▶ _GOAL OF THE EXERCISE_
Write the next part of the text about the Magude malaria elimination project in Mozambique, picking up after its final sentence.

▶ _TEXT SHOWN_
************
The intensive implementation of currently available tools to fight malaria can achieve a drastic reduction in disease burden, but is not enough to interrupt its transmission. This is the main conclusion reached by the Mozambican Alliance Towards Elimination of Malaria (MALTEM), coordinated by the Barcelona Institute for Global Health (ISGlobal) and the Manhiça Health Research Center (CISM), with the support of the “la Caixa” and Bill & Melinda Gates Foundations, and in collaboration with the Ministry of Health of Mozambique. The MALTEM research team has just published in PLOS Medicine the results from the Magude Project, a three-year intervention in southern Mozambique estimated to have averted almost 40,000 malaria cases and which provides valuable lessons to guide the roadmap towards malaria elimination.
The World Health Organization (WHO) has set a long-term goal: eradicate malaria. To do so, the malaria community must start by generating evidence on the best way to use the available tools and identify new strategies and tools that accelerate the process: from disease control and its elimination, particularly in African countries where tackling transmission has been most challenging, to its total eradication (at a global level).
“The Magude project was designed to evaluate the feasibility of eliminating malaria with the available tools in a region of Mozambique with moderate disease transmission,” explains Pedro Aide, last author of the study and researcher at CISM in Mozambique, one of the 10 countries with the highest malaria burden in the world. “This is critical to understand what can be achieved and what else needs to be done,” he adds.
The five-year project took place in the Magude district in southern Mozambique, a rural setting where 48,448 people lived in 10,695 households, according to the census performed by the research team in 2015. The objective of the first phase of the project was to reduce disease transmission in order to reach zero cases, while the goal of the second phase was to sustain the gains achieved.
The strategy for the first phase included all prevention and treatment tools that are currently available and recommended by the WHO: continuous detection and treatment of cases, a strengthened epidemiological and entomological surveillance, and two rounds of mass administration of antimalarial drugs to the whole population, during two consecutive years. In parallel, insecticide-treated bednets were distributed and the houses were protected through indoor-residual spray, once a year, in order to fight the mosquito that transmits the disease. During the second phase, the interventions continued but the mass drug administration was replaced by the focal administration of drugs to people living within the households of malaria cases detected by health facilities or community health workers.
************
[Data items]

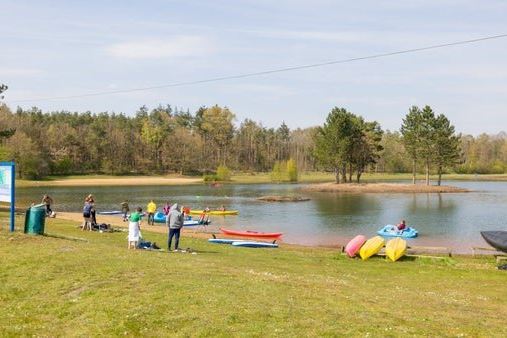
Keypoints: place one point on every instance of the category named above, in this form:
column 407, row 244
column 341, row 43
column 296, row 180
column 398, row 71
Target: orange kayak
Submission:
column 255, row 234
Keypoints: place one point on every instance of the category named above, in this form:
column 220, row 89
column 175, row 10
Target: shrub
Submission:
column 292, row 171
column 223, row 173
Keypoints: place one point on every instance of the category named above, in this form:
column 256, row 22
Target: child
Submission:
column 134, row 228
column 402, row 226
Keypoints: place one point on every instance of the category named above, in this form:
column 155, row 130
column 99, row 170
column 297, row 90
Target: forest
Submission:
column 166, row 139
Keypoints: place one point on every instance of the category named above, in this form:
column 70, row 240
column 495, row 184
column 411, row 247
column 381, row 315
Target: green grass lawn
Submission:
column 58, row 287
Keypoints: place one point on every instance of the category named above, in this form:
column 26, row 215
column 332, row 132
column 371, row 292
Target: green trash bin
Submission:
column 35, row 219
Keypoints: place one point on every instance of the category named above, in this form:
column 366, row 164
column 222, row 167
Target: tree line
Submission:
column 170, row 139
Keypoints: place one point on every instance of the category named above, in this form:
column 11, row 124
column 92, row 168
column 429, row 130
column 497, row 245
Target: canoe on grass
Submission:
column 254, row 244
column 371, row 247
column 352, row 247
column 112, row 212
column 392, row 231
column 254, row 234
column 224, row 240
column 215, row 212
column 159, row 217
column 396, row 248
column 497, row 239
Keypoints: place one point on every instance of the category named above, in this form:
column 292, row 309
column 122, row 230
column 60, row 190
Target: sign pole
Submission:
column 7, row 188
column 13, row 195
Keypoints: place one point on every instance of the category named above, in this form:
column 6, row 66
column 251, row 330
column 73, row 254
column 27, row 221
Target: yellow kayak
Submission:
column 396, row 248
column 371, row 247
column 215, row 212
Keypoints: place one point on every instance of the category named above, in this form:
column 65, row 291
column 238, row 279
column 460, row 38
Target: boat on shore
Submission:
column 215, row 212
column 497, row 239
column 392, row 231
column 253, row 234
column 396, row 248
column 371, row 247
column 352, row 247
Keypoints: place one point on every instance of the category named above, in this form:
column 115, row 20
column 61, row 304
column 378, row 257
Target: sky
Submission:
column 64, row 48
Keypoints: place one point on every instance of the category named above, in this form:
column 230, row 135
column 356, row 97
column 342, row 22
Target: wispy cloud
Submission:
column 8, row 72
column 178, row 46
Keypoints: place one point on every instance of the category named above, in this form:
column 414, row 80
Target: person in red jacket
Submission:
column 402, row 226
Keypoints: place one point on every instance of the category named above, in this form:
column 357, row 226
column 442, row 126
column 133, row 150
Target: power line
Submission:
column 267, row 72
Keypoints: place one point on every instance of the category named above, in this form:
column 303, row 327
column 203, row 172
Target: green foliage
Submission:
column 83, row 294
column 292, row 171
column 277, row 174
column 210, row 178
column 284, row 171
column 347, row 143
column 223, row 173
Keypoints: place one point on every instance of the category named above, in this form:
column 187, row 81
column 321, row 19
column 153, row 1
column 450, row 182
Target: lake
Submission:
column 329, row 219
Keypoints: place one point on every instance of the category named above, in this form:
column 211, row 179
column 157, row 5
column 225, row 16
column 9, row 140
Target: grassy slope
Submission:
column 53, row 286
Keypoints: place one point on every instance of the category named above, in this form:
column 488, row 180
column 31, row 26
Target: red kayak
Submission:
column 251, row 233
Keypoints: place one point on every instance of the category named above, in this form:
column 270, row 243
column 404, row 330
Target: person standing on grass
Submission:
column 135, row 228
column 151, row 209
column 125, row 210
column 167, row 208
column 47, row 201
column 174, row 222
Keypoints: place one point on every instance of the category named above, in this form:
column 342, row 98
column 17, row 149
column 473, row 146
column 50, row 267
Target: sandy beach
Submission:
column 114, row 181
column 382, row 188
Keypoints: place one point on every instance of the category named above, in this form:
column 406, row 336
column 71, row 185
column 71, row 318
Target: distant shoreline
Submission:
column 383, row 188
column 239, row 178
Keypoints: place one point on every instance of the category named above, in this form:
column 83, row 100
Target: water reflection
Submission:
column 329, row 218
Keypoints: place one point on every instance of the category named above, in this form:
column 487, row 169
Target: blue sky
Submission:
column 60, row 48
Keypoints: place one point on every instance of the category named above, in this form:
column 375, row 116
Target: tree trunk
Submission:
column 358, row 176
column 427, row 172
column 413, row 170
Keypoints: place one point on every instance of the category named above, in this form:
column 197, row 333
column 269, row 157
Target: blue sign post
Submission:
column 8, row 187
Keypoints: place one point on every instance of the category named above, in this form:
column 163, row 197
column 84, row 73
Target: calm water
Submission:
column 328, row 219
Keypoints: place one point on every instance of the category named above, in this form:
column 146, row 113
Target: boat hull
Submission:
column 497, row 239
column 352, row 247
column 391, row 231
column 252, row 234
column 396, row 248
column 371, row 247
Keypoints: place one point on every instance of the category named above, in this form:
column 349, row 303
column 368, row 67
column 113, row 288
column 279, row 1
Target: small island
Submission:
column 276, row 198
column 383, row 188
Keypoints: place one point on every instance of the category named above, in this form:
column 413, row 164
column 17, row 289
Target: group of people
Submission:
column 89, row 213
column 174, row 220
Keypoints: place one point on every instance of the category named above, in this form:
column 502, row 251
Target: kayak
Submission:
column 352, row 247
column 371, row 247
column 396, row 248
column 497, row 239
column 254, row 244
column 224, row 240
column 251, row 233
column 215, row 212
column 112, row 212
column 159, row 217
column 392, row 231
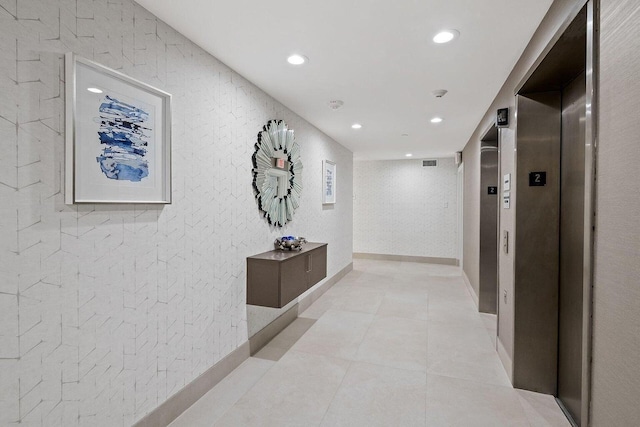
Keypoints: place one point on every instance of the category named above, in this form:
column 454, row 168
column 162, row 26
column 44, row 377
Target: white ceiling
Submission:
column 375, row 55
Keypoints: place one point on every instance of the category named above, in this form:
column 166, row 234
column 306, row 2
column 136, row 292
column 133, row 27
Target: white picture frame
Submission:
column 118, row 137
column 329, row 187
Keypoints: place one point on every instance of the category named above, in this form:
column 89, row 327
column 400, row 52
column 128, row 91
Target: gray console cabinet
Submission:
column 276, row 278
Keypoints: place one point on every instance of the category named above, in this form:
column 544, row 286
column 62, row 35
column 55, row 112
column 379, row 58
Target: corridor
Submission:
column 391, row 344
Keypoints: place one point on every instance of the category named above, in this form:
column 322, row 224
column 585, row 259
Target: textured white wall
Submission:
column 616, row 305
column 107, row 310
column 399, row 208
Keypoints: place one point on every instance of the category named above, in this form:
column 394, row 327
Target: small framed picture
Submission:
column 118, row 137
column 328, row 182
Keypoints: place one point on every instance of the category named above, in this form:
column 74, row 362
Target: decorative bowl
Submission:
column 289, row 243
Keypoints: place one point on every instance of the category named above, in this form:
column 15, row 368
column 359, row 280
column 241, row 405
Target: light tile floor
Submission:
column 391, row 344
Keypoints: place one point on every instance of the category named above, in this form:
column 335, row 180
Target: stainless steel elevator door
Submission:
column 571, row 246
column 488, row 296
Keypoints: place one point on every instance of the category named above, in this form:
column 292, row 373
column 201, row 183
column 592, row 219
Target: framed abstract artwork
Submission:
column 328, row 182
column 118, row 137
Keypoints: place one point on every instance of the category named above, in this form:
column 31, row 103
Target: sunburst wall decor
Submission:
column 277, row 173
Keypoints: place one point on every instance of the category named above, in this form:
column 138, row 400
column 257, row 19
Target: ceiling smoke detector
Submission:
column 336, row 104
column 439, row 93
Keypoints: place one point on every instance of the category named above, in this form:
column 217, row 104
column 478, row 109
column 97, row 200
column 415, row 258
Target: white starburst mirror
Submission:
column 277, row 173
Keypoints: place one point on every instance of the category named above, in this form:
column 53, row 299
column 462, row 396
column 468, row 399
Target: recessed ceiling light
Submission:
column 446, row 36
column 336, row 104
column 297, row 59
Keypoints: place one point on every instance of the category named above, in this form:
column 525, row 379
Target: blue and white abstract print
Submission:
column 125, row 139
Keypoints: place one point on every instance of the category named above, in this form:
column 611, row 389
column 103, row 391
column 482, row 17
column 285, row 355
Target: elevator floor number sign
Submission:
column 537, row 179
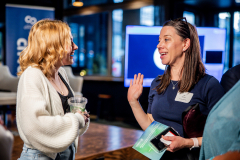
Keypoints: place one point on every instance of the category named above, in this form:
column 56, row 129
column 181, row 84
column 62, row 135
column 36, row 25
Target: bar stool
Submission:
column 105, row 108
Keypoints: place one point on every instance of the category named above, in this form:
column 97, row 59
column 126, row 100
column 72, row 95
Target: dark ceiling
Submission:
column 58, row 4
column 220, row 4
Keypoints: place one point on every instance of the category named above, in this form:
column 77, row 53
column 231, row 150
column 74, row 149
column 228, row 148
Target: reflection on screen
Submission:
column 141, row 54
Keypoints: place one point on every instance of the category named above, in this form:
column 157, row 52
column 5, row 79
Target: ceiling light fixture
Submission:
column 78, row 3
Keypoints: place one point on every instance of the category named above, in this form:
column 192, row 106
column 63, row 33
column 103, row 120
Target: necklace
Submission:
column 174, row 85
column 57, row 86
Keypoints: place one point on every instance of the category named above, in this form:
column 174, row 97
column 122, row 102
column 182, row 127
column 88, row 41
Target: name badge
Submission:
column 184, row 97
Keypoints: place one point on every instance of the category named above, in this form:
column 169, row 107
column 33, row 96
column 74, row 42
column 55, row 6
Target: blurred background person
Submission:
column 221, row 137
column 230, row 78
column 179, row 49
column 43, row 119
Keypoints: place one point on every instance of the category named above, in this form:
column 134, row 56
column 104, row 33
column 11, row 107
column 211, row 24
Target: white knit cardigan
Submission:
column 41, row 122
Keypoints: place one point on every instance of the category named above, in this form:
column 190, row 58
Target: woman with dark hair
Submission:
column 184, row 83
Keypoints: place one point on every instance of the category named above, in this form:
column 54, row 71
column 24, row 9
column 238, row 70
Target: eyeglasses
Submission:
column 181, row 19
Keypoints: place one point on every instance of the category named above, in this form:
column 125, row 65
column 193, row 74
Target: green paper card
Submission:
column 145, row 147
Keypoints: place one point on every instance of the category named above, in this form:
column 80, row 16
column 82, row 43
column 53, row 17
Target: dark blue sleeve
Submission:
column 229, row 79
column 213, row 93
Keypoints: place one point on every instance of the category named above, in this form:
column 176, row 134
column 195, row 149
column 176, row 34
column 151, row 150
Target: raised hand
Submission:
column 135, row 88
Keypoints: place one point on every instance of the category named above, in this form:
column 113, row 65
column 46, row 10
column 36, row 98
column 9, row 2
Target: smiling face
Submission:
column 68, row 58
column 171, row 47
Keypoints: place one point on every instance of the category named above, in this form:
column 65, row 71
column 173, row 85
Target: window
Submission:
column 90, row 35
column 236, row 40
column 224, row 22
column 121, row 18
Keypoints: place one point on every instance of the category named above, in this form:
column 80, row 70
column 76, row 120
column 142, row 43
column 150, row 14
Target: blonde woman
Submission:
column 44, row 123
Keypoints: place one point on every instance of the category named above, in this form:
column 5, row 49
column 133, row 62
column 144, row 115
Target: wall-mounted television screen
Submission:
column 142, row 56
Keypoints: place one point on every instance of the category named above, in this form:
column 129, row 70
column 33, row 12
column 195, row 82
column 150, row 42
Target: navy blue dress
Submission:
column 166, row 110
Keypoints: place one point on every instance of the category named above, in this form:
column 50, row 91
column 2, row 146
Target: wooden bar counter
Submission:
column 101, row 141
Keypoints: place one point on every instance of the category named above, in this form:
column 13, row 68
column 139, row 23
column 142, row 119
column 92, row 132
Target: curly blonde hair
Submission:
column 47, row 43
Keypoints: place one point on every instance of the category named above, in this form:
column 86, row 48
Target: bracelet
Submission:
column 195, row 143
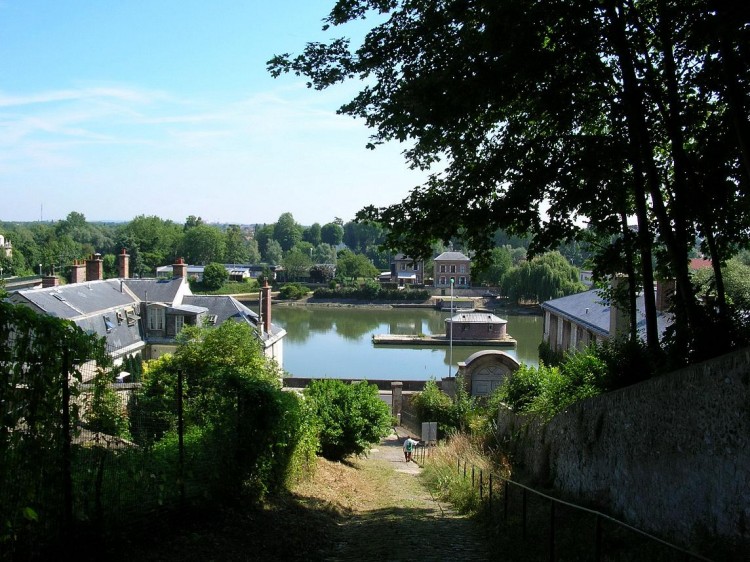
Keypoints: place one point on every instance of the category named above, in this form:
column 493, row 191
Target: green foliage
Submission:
column 351, row 417
column 520, row 389
column 432, row 404
column 353, row 266
column 214, row 276
column 371, row 292
column 451, row 415
column 40, row 355
column 256, row 435
column 542, row 278
column 549, row 390
column 105, row 411
column 296, row 264
column 293, row 291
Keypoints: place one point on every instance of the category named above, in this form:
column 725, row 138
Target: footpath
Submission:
column 402, row 520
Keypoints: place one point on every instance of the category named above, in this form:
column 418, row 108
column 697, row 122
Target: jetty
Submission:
column 439, row 340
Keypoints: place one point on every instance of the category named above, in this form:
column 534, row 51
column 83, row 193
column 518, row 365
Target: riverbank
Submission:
column 482, row 304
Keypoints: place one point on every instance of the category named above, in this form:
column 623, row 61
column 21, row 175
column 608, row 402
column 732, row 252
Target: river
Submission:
column 335, row 342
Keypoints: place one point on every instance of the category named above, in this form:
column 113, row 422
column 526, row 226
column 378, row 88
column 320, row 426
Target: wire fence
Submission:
column 62, row 481
column 553, row 529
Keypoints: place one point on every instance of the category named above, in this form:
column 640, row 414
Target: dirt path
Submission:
column 390, row 515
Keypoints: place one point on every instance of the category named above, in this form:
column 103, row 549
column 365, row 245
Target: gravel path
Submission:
column 403, row 521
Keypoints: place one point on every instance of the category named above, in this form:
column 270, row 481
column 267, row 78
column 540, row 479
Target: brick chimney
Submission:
column 265, row 294
column 179, row 268
column 619, row 323
column 665, row 289
column 78, row 272
column 95, row 268
column 124, row 264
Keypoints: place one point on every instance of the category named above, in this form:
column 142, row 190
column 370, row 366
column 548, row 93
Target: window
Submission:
column 108, row 324
column 131, row 316
column 156, row 318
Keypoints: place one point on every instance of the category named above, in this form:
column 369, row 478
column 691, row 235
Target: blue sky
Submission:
column 164, row 107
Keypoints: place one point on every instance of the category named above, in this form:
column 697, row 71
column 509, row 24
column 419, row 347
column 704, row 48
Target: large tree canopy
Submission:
column 547, row 115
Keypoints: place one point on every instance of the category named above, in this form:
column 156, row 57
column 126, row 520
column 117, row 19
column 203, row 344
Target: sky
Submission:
column 166, row 108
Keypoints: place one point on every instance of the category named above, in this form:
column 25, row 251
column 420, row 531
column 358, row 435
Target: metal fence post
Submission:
column 180, row 440
column 552, row 531
column 523, row 510
column 505, row 500
column 67, row 478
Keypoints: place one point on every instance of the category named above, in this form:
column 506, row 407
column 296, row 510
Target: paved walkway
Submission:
column 406, row 522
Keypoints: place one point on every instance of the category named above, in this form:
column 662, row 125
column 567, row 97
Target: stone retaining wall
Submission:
column 670, row 456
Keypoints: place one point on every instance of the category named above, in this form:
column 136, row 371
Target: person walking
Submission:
column 409, row 446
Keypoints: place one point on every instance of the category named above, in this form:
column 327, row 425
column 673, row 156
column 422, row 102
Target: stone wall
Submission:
column 670, row 456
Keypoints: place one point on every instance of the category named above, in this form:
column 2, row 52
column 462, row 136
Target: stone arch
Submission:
************
▶ _TASK ANSWER_
A high impact
“At the end of the three-year intervention, the percentage of people infected by the malaria parasite decreased from 9.1% to 1.4%, which means a reduction of almost 85%. This translates in an estimated 39,000 cases of malaria averted,” says Beatriz Galatas, ISGlobal researcher and first author of the study. “The results show that, even if disease transmission was not interrupted, the impact of the first phase was very high and we managed to keep the number of cases at very low levels for at least one year after the last mass drug administration,” explains Francisco Saúte, project director and deputy scientific director at CISM. The impact analysis of the second phase has not been published yet. For Regina Rabinovich, study co-author and director of the Malaria Elimination Initiative at ISGlobal, “the question now is why, despite this drastic reduction, we are failing to interrupt disease transmission, and what are the strategies required to achieve this goal.”
Ariadna Bardolet, director of the International Cooperation Program at “la Caixa” Foundation, says: “This is an extremely valuable project for advancing the fight against malaria, and particularly relevant for the “la Caixa” Foundation, for whom global health remains a priority.”
Philip Welkhoff, Malaria Program Director at the Bill and Melinda Gates Foundation, points out that “these findings unequivocally show that we can increase the number of lives saved by optimally applying the tools we have today, while we develop new ones to address the gap between low and zero transmission. Through partnerships like this one with ISGlobal, CISM and “la Caixa” Foundation, we can turn the corner and ultimately achieve malaria eradication.”